## [DOCUMENT PASSAGE]

= = =

Hello everyone, I have come to know about nixtla f...
# general
k
Hello everyone, I have come to know about nixtla from databricks support team while our company was browsing for solutions for distributed forecasting. Before we move forward with implementation of nixtla we want to verify that nixtla has following features : 1. Distributed computing across cluster and workers in spark environment 2. Compatible in GPUs and Multi node GPU 3. Bring your own models 4. Control over dataset creation Could this community provide blogs or links or answers this questions Cc : <!here> @Nixtla Team
m
Hi @Kaustav Chaudhury! Thanks for the interest. We are happy to jump into a brief call with you if that works. Either way @fede (nixtla) (they/them) will provide some examples.
k
Sure max we can come up with some time 🙂
f
hey @Kaustav Chaudhury! 1. That’s perfectly possible with our mlforecast and statsforecast libraries. Regarding statsforecast here’s an example using databricks (https://notebooks.databricks.com/notebooks/RCG/intermittent-forecasting/index.html?&amp;_ga=2[…]08250371.1680567893-82c188cb-e021-40d7-bdec-55707a9664cd). The API changed a little bit, now it is not necessary to declare a backend, it is as simple as passing a spark dataframe to the forecast method. MLForecast works similarly, you have to import the
DistributedMLForecast
class and pass a spark dataframe to the
fit
method, here’s an example: https://nixtla.github.io/mlforecast/distributed.forecast.html. 2. Our neuralforecast library is compatible with GPUs and multinode GPUs, but we are still working on making it compatible with spark. We haven’t tested it yet, but mlforecast also could work in such environments (through lightgbm). Unfortunately, StatsForecast currently does not support gpu. 3. Bringing your own models is perfectly possible using statsforecast (univariate models). We can help you with that if you are interested. MLForecast can also support custom models but in a distributed environment such as spark it could not be easy since the model needs to be distributed as well (for example, we use synapse ml to train lightgbm). 4. You can use your own (spark,dask, or ray) dataframe without a problem. The only requirement is to have at least three columns: unique_id, identifying the time series,
ds
, identifying the temporal column, and
y
, the target column. Here’s a description of the input dataset: https://nixtla.github.io/neuralforecast/examples/data_format.html. Let us know how we can help you. :)
k
We want to bring deepvar as a model in neural forcast

= = =

Print everything in the forecasting thread from "Hello everyone, I have come to know about nixtla f..." down to "provide some examples.". You won't need the records.

= = =

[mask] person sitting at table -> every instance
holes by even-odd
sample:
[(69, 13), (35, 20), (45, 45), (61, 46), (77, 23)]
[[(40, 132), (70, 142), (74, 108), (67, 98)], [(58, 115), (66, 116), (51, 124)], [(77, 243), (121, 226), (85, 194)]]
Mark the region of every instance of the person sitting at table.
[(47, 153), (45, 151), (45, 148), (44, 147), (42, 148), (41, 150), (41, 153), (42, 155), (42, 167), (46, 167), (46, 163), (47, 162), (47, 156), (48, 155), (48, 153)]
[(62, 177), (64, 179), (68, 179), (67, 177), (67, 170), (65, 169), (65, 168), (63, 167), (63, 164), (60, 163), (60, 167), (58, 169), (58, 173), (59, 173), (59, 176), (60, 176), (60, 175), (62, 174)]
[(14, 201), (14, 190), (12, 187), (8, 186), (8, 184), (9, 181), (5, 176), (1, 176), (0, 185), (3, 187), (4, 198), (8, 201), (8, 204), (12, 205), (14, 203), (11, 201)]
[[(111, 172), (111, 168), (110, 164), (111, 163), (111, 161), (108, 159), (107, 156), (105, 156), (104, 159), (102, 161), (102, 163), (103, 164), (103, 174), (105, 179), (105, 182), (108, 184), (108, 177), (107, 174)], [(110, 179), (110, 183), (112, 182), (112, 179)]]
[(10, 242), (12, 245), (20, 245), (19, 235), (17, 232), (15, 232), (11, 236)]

= = =

## [EXERCISE RESULT]
Hello everyone, I have come to know about nixtla f...
# general
k
Hello everyone, I have come to know about nixtla from databricks support team while our company was browsing for solutions for distributed forecasting. Before we move forward with implementation of nixtla we want to verify that nixtla has following features : 1. Distributed computing across cluster and workers in spark environment 2. Compatible in GPUs and Multi node GPU 3. Bring your own models 4. Control over dataset creation Could this community provide blogs or links or answers this questions Cc : <!here> @Nixtla Team
m
Hi @Kaustav Chaudhury! Thanks for the interest. We are happy to jump into a brief call with you if that works. Either way @fede (nixtla) (they/them) will provide some examples.